'''
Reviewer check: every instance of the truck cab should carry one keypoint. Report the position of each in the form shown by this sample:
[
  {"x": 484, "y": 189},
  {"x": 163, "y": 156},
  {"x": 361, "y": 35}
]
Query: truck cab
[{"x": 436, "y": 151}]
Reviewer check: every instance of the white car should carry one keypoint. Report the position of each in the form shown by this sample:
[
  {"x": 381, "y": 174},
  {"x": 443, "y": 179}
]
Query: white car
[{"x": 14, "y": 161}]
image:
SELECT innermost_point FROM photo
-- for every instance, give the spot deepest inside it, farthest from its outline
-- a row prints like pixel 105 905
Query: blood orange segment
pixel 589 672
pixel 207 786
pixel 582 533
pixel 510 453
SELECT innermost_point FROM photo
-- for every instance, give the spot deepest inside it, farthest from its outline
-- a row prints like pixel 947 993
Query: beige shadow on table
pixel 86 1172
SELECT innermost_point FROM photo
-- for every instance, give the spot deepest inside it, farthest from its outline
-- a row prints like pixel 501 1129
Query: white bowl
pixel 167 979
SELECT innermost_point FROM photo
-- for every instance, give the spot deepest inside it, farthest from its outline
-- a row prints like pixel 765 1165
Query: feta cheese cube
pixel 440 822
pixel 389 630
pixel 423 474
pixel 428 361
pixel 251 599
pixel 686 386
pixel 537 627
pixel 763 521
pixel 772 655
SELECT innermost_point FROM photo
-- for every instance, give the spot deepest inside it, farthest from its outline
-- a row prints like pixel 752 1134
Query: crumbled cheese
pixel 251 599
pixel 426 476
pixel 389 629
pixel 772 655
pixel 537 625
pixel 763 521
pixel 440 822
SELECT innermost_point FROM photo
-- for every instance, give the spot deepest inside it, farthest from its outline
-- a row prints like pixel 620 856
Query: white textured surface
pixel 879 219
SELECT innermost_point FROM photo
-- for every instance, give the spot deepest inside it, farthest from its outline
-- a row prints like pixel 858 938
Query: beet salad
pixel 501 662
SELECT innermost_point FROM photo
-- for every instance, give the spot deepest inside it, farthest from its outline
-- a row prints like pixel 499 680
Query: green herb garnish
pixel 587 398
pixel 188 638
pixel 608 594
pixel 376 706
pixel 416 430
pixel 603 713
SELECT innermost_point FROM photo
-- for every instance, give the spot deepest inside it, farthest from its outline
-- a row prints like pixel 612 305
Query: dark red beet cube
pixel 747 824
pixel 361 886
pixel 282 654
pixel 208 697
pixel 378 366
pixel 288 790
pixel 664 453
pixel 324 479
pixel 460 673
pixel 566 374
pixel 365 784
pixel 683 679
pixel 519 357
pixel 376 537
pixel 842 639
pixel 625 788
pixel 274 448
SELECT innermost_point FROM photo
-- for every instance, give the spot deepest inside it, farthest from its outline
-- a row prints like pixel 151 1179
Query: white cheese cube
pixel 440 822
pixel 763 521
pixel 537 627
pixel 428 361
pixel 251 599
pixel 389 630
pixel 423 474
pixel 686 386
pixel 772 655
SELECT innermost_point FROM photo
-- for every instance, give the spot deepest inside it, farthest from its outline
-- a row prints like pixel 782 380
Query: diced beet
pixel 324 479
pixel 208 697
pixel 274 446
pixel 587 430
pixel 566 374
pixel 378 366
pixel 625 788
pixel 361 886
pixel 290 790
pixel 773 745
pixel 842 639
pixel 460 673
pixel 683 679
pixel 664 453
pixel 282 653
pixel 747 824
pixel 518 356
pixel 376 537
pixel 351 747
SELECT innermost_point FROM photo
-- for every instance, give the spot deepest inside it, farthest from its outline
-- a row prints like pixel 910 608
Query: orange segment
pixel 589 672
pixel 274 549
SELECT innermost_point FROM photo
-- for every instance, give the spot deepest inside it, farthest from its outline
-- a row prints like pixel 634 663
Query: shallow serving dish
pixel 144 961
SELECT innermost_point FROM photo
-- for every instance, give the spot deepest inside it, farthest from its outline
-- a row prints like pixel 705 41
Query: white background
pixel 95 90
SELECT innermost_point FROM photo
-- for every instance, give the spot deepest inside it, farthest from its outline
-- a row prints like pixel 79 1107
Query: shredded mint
'''
[Requirements]:
Extract the complete set of records unchanged.

[Finished task]:
Reviewer check: every instance of the truck cab should carry one keypoint. Report the position of each in the form shown by this sample:
[
  {"x": 484, "y": 189},
  {"x": 163, "y": 156},
  {"x": 361, "y": 35}
]
Query: truck cab
[{"x": 436, "y": 151}]
Reviewer check: every instance of the white car should carry one keypoint. Report the position of each in the form shown by this sample:
[
  {"x": 381, "y": 174},
  {"x": 443, "y": 179}
]
Query: white car
[{"x": 14, "y": 161}]
image:
SELECT innermost_point FROM photo
-- for every instance, give the spot deepest inside it, farthest from its outline
-- a row prints like pixel 105 905
Query: blood orange segment
pixel 589 672
pixel 207 786
pixel 582 533
pixel 510 453
SELECT innermost_point FROM photo
-- for every instance, give the spot deepest inside it, farthest from its outline
-- a row prints like pixel 947 993
Query: beige shadow on table
pixel 86 1172
SELECT innermost_point FROM photo
-- for every instance, give the spot deepest inside it, farthest from its outline
-- a row prints like pixel 501 1129
Query: white bowl
pixel 167 979
SELECT innermost_point FROM photo
-- for every instance, give the spot deepest inside it, farthest from its outline
-- a row prints like pixel 765 1165
Query: feta cheese cube
pixel 440 822
pixel 389 630
pixel 423 474
pixel 428 361
pixel 251 599
pixel 686 386
pixel 537 627
pixel 763 521
pixel 772 655
SELECT innermost_point FROM photo
-- for every instance, give the spot deepest inside it, farthest from its outline
-- a row prints like pixel 752 1134
Query: crumbled cheese
pixel 251 599
pixel 426 476
pixel 389 629
pixel 772 655
pixel 537 625
pixel 763 521
pixel 440 822
SELECT innermost_point FROM photo
-- for every instance, give the spot deepest inside it, farthest from its outline
-- a row prints like pixel 620 856
Query: white textured surface
pixel 879 219
SELECT innermost_point FROM photo
-- for every instance, give the spot deepest inside it, farthest from its outline
-- a row prints like pixel 858 938
Query: beet salad
pixel 501 662
SELECT innermost_point FROM photo
-- for every instance, give the spot deepest inside it, farthest from its outline
-- a row prints like pixel 499 680
Query: green herb garnish
pixel 587 398
pixel 188 638
pixel 608 594
pixel 376 706
pixel 416 430
pixel 603 713
SELECT innermost_point FROM photo
-- for every instance, give the spot deepest inside it, farthest from its outline
-- a row prints like pixel 612 305
Query: dark red beet cube
pixel 747 824
pixel 361 886
pixel 282 654
pixel 208 697
pixel 378 366
pixel 288 790
pixel 664 453
pixel 324 479
pixel 460 673
pixel 566 374
pixel 365 784
pixel 683 679
pixel 519 357
pixel 376 537
pixel 842 639
pixel 625 788
pixel 274 448
SELECT innermost_point FROM photo
-- for every instance, give the spot deepest inside it, farthest from its outline
-- a row prints like pixel 151 1179
Query: white cheese cube
pixel 440 822
pixel 763 521
pixel 537 627
pixel 428 361
pixel 251 599
pixel 389 630
pixel 423 474
pixel 686 386
pixel 772 655
SELECT innermost_point FROM photo
-- for every instance, give the spot deepest inside it, farthest from its outline
-- a row prints like pixel 782 380
Query: diced beet
pixel 324 479
pixel 208 697
pixel 274 446
pixel 587 430
pixel 566 374
pixel 378 366
pixel 625 788
pixel 361 886
pixel 290 790
pixel 773 745
pixel 842 639
pixel 460 673
pixel 683 679
pixel 664 453
pixel 282 653
pixel 747 824
pixel 518 356
pixel 376 537
pixel 351 747
SELECT innermost_point FROM photo
-- for every instance, give the spot deepest inside it, farthest from its outline
-- a row prints like pixel 910 608
Query: orange segment
pixel 589 672
pixel 274 549
SELECT innermost_point FROM photo
-- for every instance, give the spot deepest inside it, farthest from its outline
-- a row prints like pixel 634 663
Query: shallow serving dish
pixel 144 961
SELECT innermost_point FROM photo
-- for every instance, give the spot deepest inside it, farthest from its outline
-- a row prints like pixel 705 41
Query: white background
pixel 95 90
SELECT innermost_point FROM photo
-- for every instance, give the spot deepest inside it, farthest from its outline
-- a row prints like pixel 79 1107
Query: shredded mint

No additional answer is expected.